All the data should be repeated exactly. Any image in it is left out.

-- begin Exercise data --

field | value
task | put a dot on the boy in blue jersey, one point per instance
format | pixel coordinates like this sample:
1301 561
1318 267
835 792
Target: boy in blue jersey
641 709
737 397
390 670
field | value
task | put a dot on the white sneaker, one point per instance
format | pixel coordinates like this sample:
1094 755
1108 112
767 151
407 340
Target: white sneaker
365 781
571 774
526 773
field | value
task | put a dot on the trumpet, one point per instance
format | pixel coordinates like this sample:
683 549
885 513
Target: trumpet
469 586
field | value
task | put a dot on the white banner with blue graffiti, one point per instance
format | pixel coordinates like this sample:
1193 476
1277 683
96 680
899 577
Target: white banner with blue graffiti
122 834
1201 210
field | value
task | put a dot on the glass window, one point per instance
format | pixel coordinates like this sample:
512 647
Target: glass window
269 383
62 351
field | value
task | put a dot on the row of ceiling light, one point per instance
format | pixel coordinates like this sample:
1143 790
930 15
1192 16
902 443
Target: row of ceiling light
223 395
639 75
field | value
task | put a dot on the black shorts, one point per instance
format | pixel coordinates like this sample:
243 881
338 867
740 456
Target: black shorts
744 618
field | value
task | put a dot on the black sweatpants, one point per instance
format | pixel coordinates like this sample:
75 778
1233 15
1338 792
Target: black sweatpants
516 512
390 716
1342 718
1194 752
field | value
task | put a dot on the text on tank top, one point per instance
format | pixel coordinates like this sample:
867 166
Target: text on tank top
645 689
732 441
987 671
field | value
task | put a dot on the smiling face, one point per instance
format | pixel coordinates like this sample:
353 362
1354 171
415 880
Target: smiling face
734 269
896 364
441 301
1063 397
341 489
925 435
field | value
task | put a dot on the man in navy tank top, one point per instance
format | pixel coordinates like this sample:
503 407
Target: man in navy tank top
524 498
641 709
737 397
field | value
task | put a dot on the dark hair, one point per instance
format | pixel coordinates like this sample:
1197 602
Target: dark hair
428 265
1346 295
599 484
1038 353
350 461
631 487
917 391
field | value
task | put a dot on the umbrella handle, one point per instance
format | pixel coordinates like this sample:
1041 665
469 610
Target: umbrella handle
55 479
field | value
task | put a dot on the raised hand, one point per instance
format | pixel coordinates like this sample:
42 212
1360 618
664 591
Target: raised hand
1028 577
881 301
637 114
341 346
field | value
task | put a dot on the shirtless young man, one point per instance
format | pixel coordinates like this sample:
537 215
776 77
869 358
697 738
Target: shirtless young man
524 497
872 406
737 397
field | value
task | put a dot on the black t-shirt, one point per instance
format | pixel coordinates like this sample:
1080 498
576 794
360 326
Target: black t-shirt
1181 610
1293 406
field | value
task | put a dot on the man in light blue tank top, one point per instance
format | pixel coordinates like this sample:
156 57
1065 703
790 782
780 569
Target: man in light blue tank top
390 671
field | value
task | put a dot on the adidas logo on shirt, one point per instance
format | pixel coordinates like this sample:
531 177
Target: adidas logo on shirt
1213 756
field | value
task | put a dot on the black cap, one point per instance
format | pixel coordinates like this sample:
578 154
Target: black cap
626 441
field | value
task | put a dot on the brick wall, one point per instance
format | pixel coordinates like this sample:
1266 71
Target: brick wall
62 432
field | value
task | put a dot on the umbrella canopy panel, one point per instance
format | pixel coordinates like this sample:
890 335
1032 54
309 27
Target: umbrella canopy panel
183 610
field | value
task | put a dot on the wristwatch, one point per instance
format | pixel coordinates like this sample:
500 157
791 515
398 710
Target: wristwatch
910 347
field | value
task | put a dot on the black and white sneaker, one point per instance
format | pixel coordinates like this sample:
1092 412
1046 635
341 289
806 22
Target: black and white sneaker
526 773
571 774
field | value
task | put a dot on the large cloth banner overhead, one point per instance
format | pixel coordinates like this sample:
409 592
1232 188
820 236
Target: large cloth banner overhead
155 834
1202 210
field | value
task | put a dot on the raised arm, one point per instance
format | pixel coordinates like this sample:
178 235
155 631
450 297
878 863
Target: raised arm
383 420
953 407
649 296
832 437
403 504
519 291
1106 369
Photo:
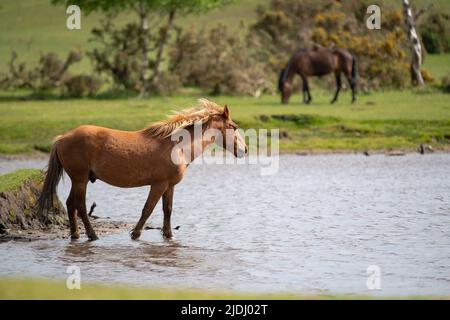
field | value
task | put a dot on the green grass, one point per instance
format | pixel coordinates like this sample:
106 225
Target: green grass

-- end Exercise data --

*Task result*.
field | value
task | put a dot on the boy in blue jersey, one point per instance
format | pixel coordinates like this sample:
1301 561
1318 267
835 792
Target: boy in blue jersey
641 709
737 397
390 670
field | value
task | put a dot on the white sneaker, one point per instance
format | pixel coordinates like this sample:
1094 755
1108 112
767 151
407 340
Target: white sneaker
365 781
571 774
526 773
field | value
task | put a dot on the trumpet, one point per instance
format | pixel coordinates like this sample:
683 549
885 513
Target: trumpet
469 586
field | value
task | put a dot on the white banner with blue graffiti, one point per instance
format | pixel coordinates like this sample:
1193 476
1277 683
96 680
899 577
Target: white banner with blue graffiti
122 834
1201 210
field | value
task | put a dot on the glass window, one point per instance
format | pixel coordinates like this sample:
512 647
Target: glass window
269 383
62 351
field | value
task | put a dot on the row of ceiling light, one point per instance
format | pixel coordinates like this sample:
1143 790
930 15
1192 16
902 443
Target: row of ceiling light
223 395
639 75
field | value
task | put a dot on the black shorts, one point per instance
format | pixel coordinates like this sample:
243 881
338 867
740 456
Target: black shorts
744 618
field | value
task | put a dot on the black sweatpants, one point per instance
format | pixel coordinates like this sample:
75 778
1233 15
1338 792
Target: black sweatpants
516 512
390 716
1342 718
1194 752
field | value
task | put a dot on the text on tank top, one point per instance
format | pixel coordinates like this sample:
867 166
Target: text on tank top
645 689
732 441
987 671
field | value
task | put a dot on the smiling face, one point per instance
format | pixel coordinates like this sample:
353 362
1354 171
415 880
Target: smiling face
734 269
896 364
441 301
1063 397
341 489
925 435
field | value
task | put a dot on the man in navy tank top, one point per instance
format | pixel coordinates like this sample:
503 407
Target: man in navy tank top
524 498
641 709
737 397
field | value
task | put a dot on the dark hair, one point per instance
format | pixel coordinates like this sample:
1197 602
Target: dark hair
428 265
1346 295
599 484
1038 353
350 461
631 487
917 391
field | value
task | put a dot on the umbrella handle, one point per instance
format | pixel coordinates like this sample:
1041 665
469 610
Target: umbrella handle
55 479
field | value
task | put a dot on the raised hand, one point per instance
format | pixel coordinates like this sample:
42 212
1360 618
664 591
Target: raised hand
1028 577
881 301
637 114
341 346
field | value
task | put a dot on the shirtless young man, one point per instance
format | pixel coordinates like this sample:
537 215
776 77
869 358
697 738
Target: shirtless young man
524 497
872 406
737 397
field | value
task | put a dot on the black t-shirt, one point per instance
format | pixel coordinates like this sample:
1080 498
576 794
360 326
Target: black t-shirt
1181 610
1293 406
field | value
task | put a dot on the man in light blue tank top, one point per instance
format | pixel coordinates like this sample:
156 57
1065 703
790 782
780 569
Target: man in light blue tank top
390 671
field | value
task | put a dot on the adidas logo on shirt, one point per instance
format | pixel coordinates like this sample:
531 177
Target: adidas logo on shirt
1213 756
field | value
task | put a dot on the black cap, one point per instance
format | pixel coordinates like this sample:
578 154
Target: black cap
626 441
field | value
task | put a dot on the brick wall, one point per instance
format | pixel coordinates like this sample:
1266 71
Target: brick wall
62 432
field | value
task | put a dot on the umbrella canopy panel, one point per instance
format | pixel coordinates like this sample:
890 335
1032 54
309 27
Target: umbrella canopy panel
183 610
field | value
task | put a dot on the wristwatch, one point per instance
format | pixel coordinates like this sample:
500 157
791 515
398 710
Target: wristwatch
910 347
field | value
task | put a dot on the black and white sneaker, one point per instance
format | pixel coordinates like this sample:
1092 412
1046 635
341 289
806 22
Target: black and white sneaker
526 773
571 774
field | value
task | put a dot on the large cloth banner overhead, one point per instance
format | pixel coordinates like this sample:
409 592
1232 188
820 236
Target: large cloth banner overhead
155 834
1202 210
field | value
task | put a dot on the raised arm, one point per instance
format | pixel coordinates like this sample:
178 235
155 631
450 297
878 863
Target: raised arm
383 420
953 407
649 296
832 437
403 504
519 291
1106 369
Photo:
field | value
task | put a dot on the green grass, one point per instance
format | pixel coordinates like this sample:
106 225
Target: green grass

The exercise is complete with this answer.